___ Teks Bacaan

PEKANBARU - Bupati Kepulauan Meranti, H Muhammad Adil SH MM mempertanyakan Dana Bagi Hasil (DBH) Migas dalam Rakornas Pengelolaan Pendapatan dan Belanja Daerah (PPBD) se-Indonesia di Menara Dang Merdu Bank Riau Kepri (BRK) Syariah Pekanbaru, Kamis (8/12/2022).
Adil menuturkan, pada tahun 2022 Meranti menerima DBH sebesar Rp114 miliar dengan hitungan harga minyak 60 dollar AS per barel. Kemudian, dalam pembahasan APBD 2023 sesuai pidato Presiden Jokowi, harga minyak dunia naik menjadi 100 dollar AS per barel.
"Tapi kenapa minyak kami bertambah, liftingnya naik, duitnya makin sedikit? Bagaimana perhitungan asumsinya, kok naiknya cuma Rp700 juta," ungkap Bupati.
Adapun asumsi kenaikan jumlah produksi minyak Meranti, kata Adil, pada tahun 2022 ada 13 sumur yang dibor dan di tahun 2023 mendatang bertambah menjadi 19 sumur.
"Ditargetkan produksi mencapai 9.000 barel per hari, dan ini kenaikan yang cukup signifikan," sebutnya.
Jika kondisi tersebut terus bertahan seperti itu, Adil meminta agar minyak di Meranti tidak lagi dieksploitasi.
"Jadi kalau seandainya kami naik, penghasilannya besar dianggap penurunan, keluar kan surat penghentian pengeboran minyak di meranti," tegasnya.
"Jangan diambil lagi minyak di meranti itu, tidak apa-apa, kami juga masih bisa makan, daripada uang kami dihisap pusat," kata Adil.
Adil menuturkan, pihaknya merasa heran dengan kebijakan pemerintah pusat dalam hal ini Kemenkeu, ketika lifting minyak naik, pembagian DBH ke daerah penghasil malah berkurang.
"Meranti itu daerah penghasil minyak termiskin di indonesia, gimana kami tak miskin, uang kami tidak dibagikan, bapak bilang dibagi rata, dibagi rata kemana?, se-indonesia atau apa. Minyak kami ada 103 sumur sudah kering, kalau 100 sumur lagi kering maka miskin total," ucapnya.

______

Tugas yang Dikerjakan:
#1 Menurut teks bacaan, berapa besar DBH yang diterima Meranti pada tahun 2022?
#2 Tentukan apakah setiap pernyataan berikut sesuai dengan teks bacaan. Jawab ya atau tidak, lalu kutip kata-kata penentunya dari teks.
(a) Pada tahun 2022 ada 13 sumur yang dibor di Meranti.
(b) Produksi minyak Meranti ditargetkan mencapai 19.000 barel per hari.
(c) Rakornas PPBD itu berlangsung pada hari Jumat.

___ Potongan Data

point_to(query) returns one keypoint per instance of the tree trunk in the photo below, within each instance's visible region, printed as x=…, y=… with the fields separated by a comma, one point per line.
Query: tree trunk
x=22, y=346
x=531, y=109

______

Penyelesaian Soal:
#1 Rp114 miliar.

#2
(a) Ya: "pada tahun 2022 ada 13 sumur yang dibor"
(b) Tidak: "Ditargetkan produksi mencapai 9.000 barel per hari"
(c) Tidak: "Kamis (8/12/2022)"